## DIRECTIONS
All lines of the following material must be written out exactly as they appear.

## TASK INPUT
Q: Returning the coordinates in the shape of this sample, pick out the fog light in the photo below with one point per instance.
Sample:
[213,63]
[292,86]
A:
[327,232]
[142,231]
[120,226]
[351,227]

## YOUR RESPONSE
Q: Returning the coordinates in the shape of this sample, pick out the fog light in the photo below with one point per instance.
Sample:
[213,63]
[292,86]
A:
[327,232]
[142,231]
[120,226]
[351,227]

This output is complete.